───── Data entries ─────

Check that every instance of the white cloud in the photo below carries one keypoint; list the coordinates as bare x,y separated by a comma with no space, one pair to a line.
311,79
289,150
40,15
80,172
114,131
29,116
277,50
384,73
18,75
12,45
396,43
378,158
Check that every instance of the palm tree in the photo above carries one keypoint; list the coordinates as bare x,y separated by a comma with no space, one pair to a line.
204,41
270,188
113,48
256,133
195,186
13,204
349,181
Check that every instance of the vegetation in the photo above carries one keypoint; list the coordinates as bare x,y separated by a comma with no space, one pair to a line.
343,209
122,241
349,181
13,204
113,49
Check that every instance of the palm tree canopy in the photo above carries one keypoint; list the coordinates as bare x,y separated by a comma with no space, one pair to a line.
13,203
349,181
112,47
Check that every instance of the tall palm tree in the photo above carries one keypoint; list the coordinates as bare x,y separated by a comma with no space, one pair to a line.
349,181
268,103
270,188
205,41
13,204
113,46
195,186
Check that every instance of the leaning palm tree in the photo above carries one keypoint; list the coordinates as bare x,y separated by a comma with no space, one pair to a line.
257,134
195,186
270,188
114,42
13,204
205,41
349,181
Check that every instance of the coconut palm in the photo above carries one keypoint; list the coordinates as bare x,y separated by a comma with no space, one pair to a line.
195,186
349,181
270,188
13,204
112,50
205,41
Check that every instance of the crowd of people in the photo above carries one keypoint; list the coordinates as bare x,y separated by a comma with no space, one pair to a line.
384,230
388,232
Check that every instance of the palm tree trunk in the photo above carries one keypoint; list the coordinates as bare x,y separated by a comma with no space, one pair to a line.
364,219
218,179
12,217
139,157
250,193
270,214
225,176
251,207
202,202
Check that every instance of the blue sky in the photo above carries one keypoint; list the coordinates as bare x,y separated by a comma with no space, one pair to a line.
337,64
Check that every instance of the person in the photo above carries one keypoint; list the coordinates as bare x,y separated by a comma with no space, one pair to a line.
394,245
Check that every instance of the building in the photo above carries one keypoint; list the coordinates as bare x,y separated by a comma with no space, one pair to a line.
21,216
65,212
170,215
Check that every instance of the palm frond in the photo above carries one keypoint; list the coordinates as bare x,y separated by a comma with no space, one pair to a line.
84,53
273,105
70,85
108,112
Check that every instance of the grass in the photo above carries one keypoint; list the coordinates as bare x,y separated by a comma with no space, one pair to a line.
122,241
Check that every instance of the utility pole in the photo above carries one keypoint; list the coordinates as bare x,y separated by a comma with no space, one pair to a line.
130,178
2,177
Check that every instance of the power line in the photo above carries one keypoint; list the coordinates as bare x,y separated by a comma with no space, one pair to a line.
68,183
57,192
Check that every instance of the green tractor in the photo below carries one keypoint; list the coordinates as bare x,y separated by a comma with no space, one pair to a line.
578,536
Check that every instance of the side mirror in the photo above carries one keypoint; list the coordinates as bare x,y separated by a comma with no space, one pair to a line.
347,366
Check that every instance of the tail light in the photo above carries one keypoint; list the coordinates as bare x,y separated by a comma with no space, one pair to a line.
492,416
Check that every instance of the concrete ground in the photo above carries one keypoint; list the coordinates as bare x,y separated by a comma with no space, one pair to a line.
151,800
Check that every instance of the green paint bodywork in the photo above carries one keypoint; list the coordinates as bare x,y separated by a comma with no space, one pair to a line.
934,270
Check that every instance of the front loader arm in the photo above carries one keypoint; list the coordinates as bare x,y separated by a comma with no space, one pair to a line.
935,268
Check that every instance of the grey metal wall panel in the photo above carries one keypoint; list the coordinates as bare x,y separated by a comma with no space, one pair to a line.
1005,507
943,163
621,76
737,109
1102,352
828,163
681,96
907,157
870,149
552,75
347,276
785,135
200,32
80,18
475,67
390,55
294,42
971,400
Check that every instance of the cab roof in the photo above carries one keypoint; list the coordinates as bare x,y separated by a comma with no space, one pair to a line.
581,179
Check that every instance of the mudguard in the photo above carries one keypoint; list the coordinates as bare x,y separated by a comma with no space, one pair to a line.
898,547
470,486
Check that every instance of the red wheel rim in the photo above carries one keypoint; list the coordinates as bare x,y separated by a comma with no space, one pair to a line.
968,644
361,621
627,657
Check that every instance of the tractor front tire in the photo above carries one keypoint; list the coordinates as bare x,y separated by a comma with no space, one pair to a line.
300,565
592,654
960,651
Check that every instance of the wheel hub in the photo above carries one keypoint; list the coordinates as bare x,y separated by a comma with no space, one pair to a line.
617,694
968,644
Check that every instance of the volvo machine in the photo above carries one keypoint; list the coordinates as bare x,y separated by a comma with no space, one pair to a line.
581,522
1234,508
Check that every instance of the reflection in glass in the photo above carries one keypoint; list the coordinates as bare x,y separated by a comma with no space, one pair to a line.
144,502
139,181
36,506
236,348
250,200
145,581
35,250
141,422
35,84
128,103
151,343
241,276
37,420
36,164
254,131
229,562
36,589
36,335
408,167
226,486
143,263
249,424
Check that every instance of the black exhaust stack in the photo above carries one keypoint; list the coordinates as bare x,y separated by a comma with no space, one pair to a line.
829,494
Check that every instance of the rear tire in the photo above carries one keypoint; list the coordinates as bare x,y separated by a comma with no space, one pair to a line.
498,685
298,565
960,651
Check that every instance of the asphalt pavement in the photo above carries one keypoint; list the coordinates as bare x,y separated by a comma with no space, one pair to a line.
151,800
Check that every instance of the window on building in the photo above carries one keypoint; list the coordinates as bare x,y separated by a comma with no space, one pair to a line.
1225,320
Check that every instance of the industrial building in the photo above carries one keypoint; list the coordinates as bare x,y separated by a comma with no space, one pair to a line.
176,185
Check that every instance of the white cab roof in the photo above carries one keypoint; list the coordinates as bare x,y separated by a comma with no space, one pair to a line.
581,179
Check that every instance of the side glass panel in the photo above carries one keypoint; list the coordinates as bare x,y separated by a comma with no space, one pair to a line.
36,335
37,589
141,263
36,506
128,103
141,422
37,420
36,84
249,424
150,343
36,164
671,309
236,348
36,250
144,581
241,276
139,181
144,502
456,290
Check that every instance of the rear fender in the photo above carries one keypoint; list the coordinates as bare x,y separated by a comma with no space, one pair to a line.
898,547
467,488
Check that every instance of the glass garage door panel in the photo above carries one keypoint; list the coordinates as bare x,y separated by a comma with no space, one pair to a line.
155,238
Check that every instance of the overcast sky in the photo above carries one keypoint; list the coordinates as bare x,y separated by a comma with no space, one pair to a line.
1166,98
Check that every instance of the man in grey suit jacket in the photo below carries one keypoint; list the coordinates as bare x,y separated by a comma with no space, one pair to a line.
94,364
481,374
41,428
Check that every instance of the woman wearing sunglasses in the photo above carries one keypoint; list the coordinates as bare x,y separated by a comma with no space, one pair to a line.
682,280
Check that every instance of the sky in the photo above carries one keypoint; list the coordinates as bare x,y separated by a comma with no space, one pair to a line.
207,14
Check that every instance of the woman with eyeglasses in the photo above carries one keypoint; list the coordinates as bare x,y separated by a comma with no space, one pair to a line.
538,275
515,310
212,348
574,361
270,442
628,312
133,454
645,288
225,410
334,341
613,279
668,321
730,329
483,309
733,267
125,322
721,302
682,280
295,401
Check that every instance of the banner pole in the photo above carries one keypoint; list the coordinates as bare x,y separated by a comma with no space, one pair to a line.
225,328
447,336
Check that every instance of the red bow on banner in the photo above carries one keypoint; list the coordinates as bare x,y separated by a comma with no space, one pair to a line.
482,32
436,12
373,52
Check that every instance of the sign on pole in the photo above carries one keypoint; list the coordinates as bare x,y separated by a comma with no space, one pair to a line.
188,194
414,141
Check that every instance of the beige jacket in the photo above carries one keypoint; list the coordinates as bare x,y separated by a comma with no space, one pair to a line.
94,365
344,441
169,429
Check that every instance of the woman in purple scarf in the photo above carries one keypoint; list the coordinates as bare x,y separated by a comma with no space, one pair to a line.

─────

Starting with the line that contains "Check that every instance of the sign" and continuing through the end of the listing, express those lines as a JSON list of strings, one string per line, with blank lines left out.

Written response
[
  "Check that every instance of the sign on pole in the photo above carries one keypoint; list the coordinates as bare x,y separated by a comma with no space, one pair to a line.",
  "188,194",
  "414,141",
  "Check that every instance of the beige jacket in the photo above carries one keypoint; list the coordinates as bare x,y separated by a comma with no space, one pair to a line.",
  "94,365",
  "344,441",
  "169,429",
  "Check that every instance of the woman in purple scarf in the photo above carries one keypoint; list the coordinates as bare x,y separated by a comma with no space, one pair to a line."
]